PROBLEM 1 - List every person named in the biography of Gerron S. Levi.
PROBLEM 2 - Extend the biography of Gerron S. Levi, picking up after its final sentence.

Gerron S. Levi is an American politician who represented district 23A in the Maryland House of Delegates.

==Background==
Levi was born in Chicago, Illinois. She received her B.A. from the University of California at Berkeley. During college she served as a research assistant for the Institute of Governmental Studies. After college she went to Washington, D.C., to work on Capitol Hill and to go to law school. While at the Howard University Law School she worked as a legislative assistant and intern to U.S. Representative Gus Savage of Illinois and legislative assistant to U.S. Senator Dianne Feinstein of California. She was awarded her Juris Doctor and was admitted to the Illinois Bar.

==Career==
She has been the senior lobbyist for the Laborers International Union of North America and the deputy director of legislation for the AFL-CIO.
In 2010, Levi gave up her seat in the House of Delegates to run for county executive of Prince George's County, her campaign was unsuccessful, losing to Rushern Baker.

In 2007, Levi took her seat in the Maryland House of Delegates. She was assigned to the House Judiciary committee and its juvenile law subcommittee.

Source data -
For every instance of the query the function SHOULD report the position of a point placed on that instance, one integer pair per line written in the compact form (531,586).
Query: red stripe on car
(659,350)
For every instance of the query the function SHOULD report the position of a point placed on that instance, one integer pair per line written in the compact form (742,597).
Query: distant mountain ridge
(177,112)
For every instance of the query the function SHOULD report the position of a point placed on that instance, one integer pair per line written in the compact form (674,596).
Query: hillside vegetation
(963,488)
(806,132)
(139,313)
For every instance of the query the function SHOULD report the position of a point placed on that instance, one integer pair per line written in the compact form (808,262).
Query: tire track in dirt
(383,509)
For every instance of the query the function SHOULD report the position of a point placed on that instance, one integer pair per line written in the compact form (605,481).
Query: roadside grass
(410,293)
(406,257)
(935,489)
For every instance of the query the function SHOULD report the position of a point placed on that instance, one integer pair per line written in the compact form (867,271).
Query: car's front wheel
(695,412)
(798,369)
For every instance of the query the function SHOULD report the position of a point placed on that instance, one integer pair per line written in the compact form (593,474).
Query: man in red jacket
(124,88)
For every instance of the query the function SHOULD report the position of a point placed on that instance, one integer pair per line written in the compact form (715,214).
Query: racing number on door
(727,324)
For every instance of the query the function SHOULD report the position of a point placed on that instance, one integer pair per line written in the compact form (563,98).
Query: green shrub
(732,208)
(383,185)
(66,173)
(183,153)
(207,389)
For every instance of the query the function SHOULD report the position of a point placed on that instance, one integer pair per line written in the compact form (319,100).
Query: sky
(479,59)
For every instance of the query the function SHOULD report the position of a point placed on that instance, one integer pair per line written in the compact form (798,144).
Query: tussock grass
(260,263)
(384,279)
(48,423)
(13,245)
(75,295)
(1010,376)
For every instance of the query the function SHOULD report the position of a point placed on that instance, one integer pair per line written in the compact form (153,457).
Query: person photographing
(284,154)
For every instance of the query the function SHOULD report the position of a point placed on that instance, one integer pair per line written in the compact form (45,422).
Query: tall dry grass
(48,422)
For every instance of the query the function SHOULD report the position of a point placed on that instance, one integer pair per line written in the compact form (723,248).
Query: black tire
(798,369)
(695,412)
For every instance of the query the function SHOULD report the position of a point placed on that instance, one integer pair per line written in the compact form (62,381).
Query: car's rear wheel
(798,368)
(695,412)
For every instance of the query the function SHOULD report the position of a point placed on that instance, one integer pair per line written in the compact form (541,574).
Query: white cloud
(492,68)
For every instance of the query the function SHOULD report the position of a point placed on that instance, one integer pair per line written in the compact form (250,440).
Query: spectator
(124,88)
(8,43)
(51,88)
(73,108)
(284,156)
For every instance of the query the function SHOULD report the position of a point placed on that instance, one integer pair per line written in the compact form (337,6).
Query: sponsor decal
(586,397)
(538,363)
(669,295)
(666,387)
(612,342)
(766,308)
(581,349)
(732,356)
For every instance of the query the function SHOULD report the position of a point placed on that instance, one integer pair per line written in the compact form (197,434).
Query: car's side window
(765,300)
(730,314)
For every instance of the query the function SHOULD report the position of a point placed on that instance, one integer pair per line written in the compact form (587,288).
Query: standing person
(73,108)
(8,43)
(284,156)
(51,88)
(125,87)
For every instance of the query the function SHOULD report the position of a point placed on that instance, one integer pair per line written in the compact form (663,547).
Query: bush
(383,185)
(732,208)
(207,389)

WRITTEN ANSWER 1 - Gerron S. Levi, Gus Savage, Dianne Feinstein, Rushern Baker

WRITTEN ANSWER 2 -
Gerron Levi was a member of the Maryland House of Delegates from 2007-2011 representing Bowie, Mitchellville, Glenn Dale, Lanham-Seabrook and South Laurel in Prince George’s County. During her time in the General Assembly, Gerron served as a member of the Judiciary Committee, House Special Committee on Drug and Alcohol Abuse. She also served as a member of the Maryland Capital Park and Planning Commission Committee in the Prince George’s County Delegation. She was a member of the Legislative Black Caucus of Maryland and the Women Legislators of Maryland.

During her first session in Annapolis as a legislator, she sponsored and saw passed a bill that would limit the ability of minors to get a driving learners permit if they had habitually missed school.
Levi was also instrumental in crafting legislation dealing with gangs and gang violence in Maryland. She is also a member of the Legislative Black Caucus of Maryland.

Gerron also spent 15 years in the labor movement, serving as assistant director of the Legislative Department at the AFL-CIO and as Legislative Representative for the Laborers’ International Union of North America (LIUNA).

Currently, Gerron is the policy and government affairs lead at the National Community Reinvestment Coalition (NCRC).

===Legislative notes===
- voted for the Clean Indoor Air Act of 2007 (HB359)
- voted in favor of the Tax Reform Act of 2007(HB2)
- primary sponsor- Truancy - Prohibition Against Issuance of Learner's Instructional Permit (HB571 Became Law - Chapter 563)
- sponsored House Bill 30 in 2007-Maryland Education Fund - Establishment and Funding
- Primary Sponsor of Maryland Gang Prosecution Act of 2010
- Primary Sponsor of Ex-Offender Reentry Laws (2009)
- 2007- (in committee) voted for Maryland's Marriage Protection Act.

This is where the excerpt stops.